Exercise aim:
Reproduce the following lines verbatim, starting at the line that contains "task | place a marker on each instance of the overgrown" and ending with the final line, both included.

Position annotation records:
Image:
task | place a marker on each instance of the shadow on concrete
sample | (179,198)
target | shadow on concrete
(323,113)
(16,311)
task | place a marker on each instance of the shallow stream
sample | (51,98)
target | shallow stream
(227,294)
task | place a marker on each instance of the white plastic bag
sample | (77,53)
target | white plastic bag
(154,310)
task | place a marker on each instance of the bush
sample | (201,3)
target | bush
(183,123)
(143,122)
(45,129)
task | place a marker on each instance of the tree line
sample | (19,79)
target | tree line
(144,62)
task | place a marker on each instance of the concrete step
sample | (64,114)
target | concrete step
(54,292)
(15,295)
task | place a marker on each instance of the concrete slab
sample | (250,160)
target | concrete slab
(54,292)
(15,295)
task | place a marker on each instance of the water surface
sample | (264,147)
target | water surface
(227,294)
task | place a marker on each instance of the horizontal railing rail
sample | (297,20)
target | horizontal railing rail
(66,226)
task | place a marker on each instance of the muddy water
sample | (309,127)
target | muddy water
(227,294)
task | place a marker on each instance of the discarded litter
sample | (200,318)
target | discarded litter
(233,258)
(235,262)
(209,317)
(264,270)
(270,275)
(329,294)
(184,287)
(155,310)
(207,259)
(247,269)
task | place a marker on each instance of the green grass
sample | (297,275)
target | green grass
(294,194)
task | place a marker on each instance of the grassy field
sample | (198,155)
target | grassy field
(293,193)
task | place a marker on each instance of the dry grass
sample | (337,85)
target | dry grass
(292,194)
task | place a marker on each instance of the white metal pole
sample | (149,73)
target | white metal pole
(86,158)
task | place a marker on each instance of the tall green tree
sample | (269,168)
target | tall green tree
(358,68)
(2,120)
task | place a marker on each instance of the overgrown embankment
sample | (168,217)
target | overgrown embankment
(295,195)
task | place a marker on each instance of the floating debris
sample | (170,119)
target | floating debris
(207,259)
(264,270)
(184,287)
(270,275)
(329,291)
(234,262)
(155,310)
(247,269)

Response below:
task | place a marker on each instance of the overgrown embankment
sample | (168,217)
target | overgrown embankment
(295,195)
task | place a marker on each instance of the floating debris
sample | (170,119)
target | floating debris
(207,259)
(264,270)
(184,287)
(270,275)
(329,291)
(234,262)
(155,310)
(247,269)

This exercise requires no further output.